PAGE EXTRACT:

***

Leaders also agreed to limit some of the cuts to food stamps that would have affected some elderly illegal immigrants.

House Democratic leader Nancy Pelosi of California has said she expects all 202 House Democrats to vote against the package of spending cuts, meaning the 231 Republicans could afford to lose the support of no more than 13 of the party's lawmakers to get the 218 votes needed for passage. The spending cuts are a cornerstone of President George W. Bush's plan to cut the deficit, which was $319 billion in the year that ended Sept. 30.

``Rather then reversing decades of protection for this publicly held land, focusing greater attention on renewable energy sources, alternate fuels, and more efficient systems and appliances would yield more net energy savings,'' Bass said in the letter to House Republican leaders.

House Majority Leader Roy Blunt, a Missouri Republican, and other House leaders worked throughout the day yesterday to wrestle votes in favor of the package from Republicans who are holding out their support. Blunt took the lead, meeting with two dozen lawmakers, either in groups or one-on-one, in his Capitol office suite or on the House floor, said his spokeswoman, Burson Taylor.

Representative Joe Barton, a Texas Republican who chairs the Energy and Commerce Committee, said yesterday he won't vote for a package that doesn't include ANWR.

***

[Excerpts from point annotation data]
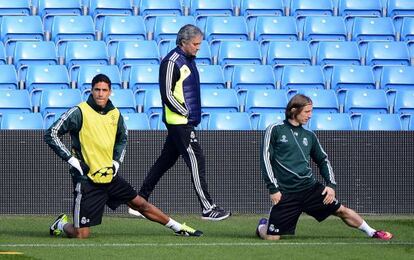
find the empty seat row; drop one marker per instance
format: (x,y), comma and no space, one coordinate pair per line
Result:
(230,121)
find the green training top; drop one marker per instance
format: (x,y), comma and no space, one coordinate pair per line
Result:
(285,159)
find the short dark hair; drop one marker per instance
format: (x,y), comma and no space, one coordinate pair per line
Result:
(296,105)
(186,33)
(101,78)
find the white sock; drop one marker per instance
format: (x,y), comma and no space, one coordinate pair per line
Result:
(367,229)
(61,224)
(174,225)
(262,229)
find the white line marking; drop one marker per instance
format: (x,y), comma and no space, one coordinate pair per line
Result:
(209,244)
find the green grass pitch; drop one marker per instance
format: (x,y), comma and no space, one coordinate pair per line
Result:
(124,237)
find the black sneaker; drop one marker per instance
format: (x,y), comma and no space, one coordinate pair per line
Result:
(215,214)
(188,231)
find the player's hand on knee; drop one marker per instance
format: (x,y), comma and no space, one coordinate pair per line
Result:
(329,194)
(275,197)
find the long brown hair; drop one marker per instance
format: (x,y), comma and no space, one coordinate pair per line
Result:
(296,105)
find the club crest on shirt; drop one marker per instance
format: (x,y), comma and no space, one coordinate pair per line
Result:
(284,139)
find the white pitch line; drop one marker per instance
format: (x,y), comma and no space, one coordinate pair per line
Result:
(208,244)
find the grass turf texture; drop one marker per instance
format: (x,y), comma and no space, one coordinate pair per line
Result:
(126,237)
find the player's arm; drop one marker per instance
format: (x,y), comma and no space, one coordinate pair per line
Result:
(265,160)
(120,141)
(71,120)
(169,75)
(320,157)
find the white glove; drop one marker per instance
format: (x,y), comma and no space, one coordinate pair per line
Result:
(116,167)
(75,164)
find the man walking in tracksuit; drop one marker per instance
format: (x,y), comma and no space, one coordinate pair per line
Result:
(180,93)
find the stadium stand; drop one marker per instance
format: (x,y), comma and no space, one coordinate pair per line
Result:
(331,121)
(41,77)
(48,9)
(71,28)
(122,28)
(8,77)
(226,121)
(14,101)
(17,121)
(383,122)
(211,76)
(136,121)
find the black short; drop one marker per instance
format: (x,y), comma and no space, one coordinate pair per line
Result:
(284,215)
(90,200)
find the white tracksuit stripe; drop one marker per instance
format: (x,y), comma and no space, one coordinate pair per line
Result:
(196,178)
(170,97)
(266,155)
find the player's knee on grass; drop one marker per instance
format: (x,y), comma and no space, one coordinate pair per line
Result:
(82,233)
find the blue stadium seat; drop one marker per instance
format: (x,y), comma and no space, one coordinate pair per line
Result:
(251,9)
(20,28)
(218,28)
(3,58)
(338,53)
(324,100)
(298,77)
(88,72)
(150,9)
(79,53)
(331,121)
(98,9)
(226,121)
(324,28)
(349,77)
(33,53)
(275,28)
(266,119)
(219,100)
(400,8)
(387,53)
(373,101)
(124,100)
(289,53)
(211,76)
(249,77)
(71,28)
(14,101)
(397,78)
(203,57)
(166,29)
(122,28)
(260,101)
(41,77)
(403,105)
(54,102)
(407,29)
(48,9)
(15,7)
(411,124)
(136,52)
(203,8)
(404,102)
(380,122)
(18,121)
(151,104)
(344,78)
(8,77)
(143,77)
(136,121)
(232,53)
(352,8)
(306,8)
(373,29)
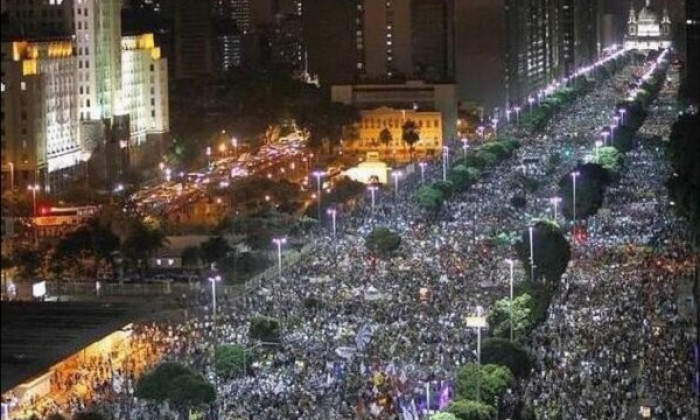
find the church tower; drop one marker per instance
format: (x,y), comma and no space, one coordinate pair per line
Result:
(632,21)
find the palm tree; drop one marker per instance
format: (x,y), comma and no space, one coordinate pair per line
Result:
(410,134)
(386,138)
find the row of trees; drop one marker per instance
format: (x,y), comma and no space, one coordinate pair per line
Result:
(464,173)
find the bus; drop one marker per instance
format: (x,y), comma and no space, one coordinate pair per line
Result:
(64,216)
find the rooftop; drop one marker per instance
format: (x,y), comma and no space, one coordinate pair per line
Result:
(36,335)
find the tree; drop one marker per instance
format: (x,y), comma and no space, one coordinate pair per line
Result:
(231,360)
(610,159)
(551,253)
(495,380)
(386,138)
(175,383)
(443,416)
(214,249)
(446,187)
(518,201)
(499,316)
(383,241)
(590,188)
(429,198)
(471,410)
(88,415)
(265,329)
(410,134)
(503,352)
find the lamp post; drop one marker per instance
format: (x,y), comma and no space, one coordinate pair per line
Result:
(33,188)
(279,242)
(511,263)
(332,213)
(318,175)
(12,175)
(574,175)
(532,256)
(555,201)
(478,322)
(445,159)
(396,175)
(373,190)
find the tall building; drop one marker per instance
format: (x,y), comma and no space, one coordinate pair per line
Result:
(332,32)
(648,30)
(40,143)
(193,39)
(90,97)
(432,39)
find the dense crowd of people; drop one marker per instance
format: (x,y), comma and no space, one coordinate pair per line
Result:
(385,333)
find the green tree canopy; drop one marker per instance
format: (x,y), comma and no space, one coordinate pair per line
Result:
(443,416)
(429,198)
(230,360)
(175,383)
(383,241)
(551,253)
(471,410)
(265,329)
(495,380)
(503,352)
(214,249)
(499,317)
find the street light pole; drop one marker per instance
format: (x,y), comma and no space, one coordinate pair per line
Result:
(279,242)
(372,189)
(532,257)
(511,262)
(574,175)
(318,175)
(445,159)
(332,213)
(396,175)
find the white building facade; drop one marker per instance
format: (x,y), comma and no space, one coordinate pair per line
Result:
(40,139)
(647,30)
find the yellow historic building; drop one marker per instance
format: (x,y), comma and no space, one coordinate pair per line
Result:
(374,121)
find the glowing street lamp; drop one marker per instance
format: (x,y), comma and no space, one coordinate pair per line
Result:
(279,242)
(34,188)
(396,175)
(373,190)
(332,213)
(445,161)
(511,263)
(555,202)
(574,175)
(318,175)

***

WHAT YOU NEED TO DO:
**1.** Could you restate the paragraph in the spending-cuts news excerpt that begins "House Majority Leader Roy Blunt" more briefly, keeping its main facts?
**2.** Can you reproduce the listing from the line holding "find the yellow" through its end, inclusive, with the requests kept and each coordinate in the answers scaled by 1.2 and rounded to the nearest whole number, halves up?

THE RESULTS:
**1.** Roy Blunt, the House Majority Leader and a Missouri Republican, worked with other House leaders throughout the day to win votes for the package from holdout Republicans. His spokeswoman, Burson Taylor, said Blunt led the effort. He met two dozen lawmakers, in groups or one-on-one, in his Capitol office suite or on the House floor.

**2.**
find the yellow historic building; drop one marker per instance
format: (x,y), comma and no space, one coordinate pair per line
Result:
(449,145)
find the glowing street lamp; drop one marker per instance
format: (x,y), comma and no space, one coordinate pair per line
Result:
(335,290)
(41,226)
(475,210)
(448,228)
(398,256)
(534,193)
(613,316)
(666,242)
(689,210)
(382,210)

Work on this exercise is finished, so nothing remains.